- Task details: Reproduce the material below verbatim, including every coordinate line, but omit the pictures.

- Data for the task:
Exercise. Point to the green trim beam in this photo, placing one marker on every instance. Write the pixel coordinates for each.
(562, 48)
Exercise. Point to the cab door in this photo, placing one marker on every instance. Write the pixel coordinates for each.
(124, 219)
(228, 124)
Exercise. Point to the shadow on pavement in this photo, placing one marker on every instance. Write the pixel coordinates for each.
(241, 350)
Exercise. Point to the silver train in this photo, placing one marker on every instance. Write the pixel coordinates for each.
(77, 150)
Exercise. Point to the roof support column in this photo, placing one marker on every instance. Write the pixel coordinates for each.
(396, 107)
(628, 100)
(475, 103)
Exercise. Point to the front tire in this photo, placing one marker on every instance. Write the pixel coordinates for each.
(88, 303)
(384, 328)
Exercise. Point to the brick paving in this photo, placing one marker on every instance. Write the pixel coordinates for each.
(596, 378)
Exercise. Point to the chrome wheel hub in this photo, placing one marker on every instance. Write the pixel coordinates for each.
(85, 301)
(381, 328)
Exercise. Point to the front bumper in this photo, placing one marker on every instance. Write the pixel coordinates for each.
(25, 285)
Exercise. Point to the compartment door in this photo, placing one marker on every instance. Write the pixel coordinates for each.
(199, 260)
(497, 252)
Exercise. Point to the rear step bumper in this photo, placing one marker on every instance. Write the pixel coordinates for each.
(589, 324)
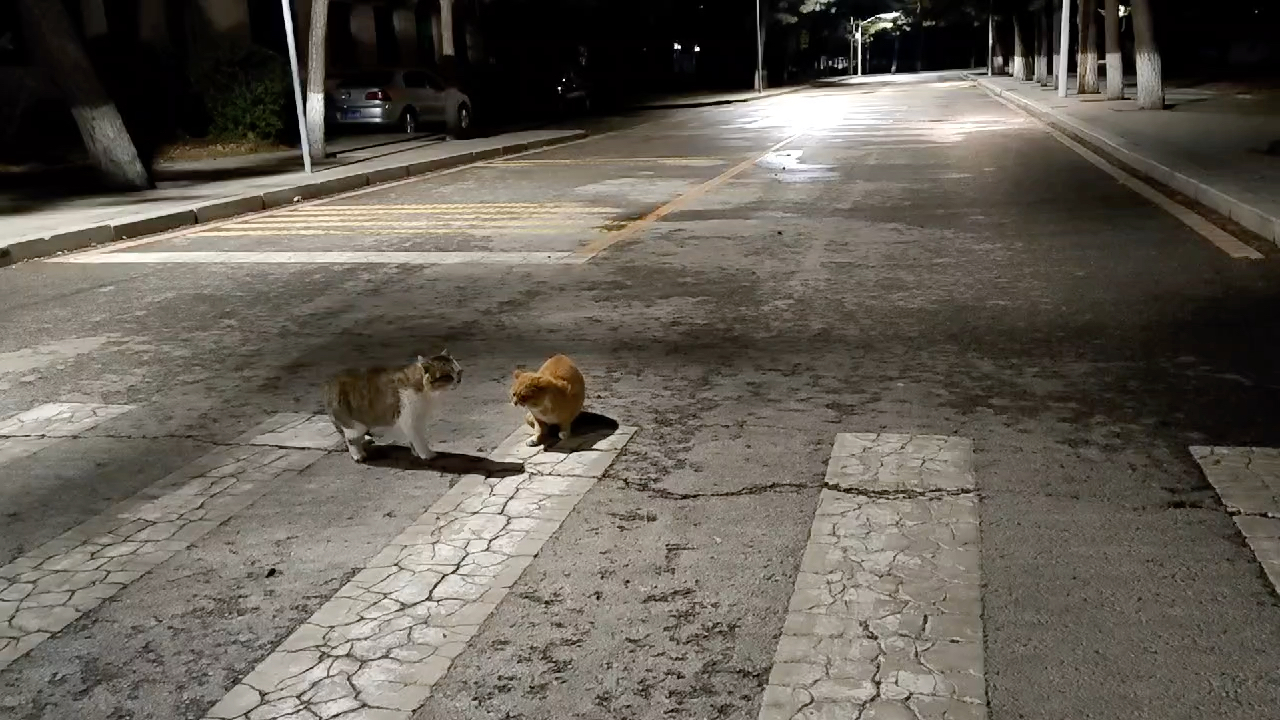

- Written answer:
Exercise. Point to the green trim beam in this photo, placing one marker on every instance. Write the pixel coordinates for each.
(562, 48)
Exercise. Point to the cab door in this photo, placing one marker on every instance. Write the pixel coordinates for each.
(124, 219)
(228, 124)
Exercise. Point to the shadow on pavement in this photo, placing one marker on every instance. Write the pixel coordinates for each.
(241, 350)
Exercise. Point to the silver train in this photo, placing one marker on every instance. Write the pixel coordinates for each.
(77, 150)
Exercise. Point to the roof support column in this photo, placing one marker on every instance. Write the pixel coordinates for each.
(396, 107)
(628, 100)
(475, 103)
Exercise. Point to the front tire in this photo, placing one marker on every instance. Write the pixel coordinates for each.
(88, 303)
(384, 328)
Exercise. Point to the brick paving in this photo, placing one marker on every instance. Write the pixel coordinates for each.
(596, 378)
Exercise. Point to the chrome wheel hub in this photo, placing one marker on every instance. Write the pixel coordinates for each.
(85, 301)
(381, 328)
Exercise. Point to the front bumper in this photo, placing one marker on every instance. Write the pixel coordinates for each.
(25, 285)
Exercise. Point to the compartment door in this photo, placing one marker on every instance. Write the pixel coordinates for each.
(199, 260)
(497, 252)
Exercise. Point to the rear step bumper in this photo, placing one marker on every instance. Write the pixel coordinates for each.
(589, 324)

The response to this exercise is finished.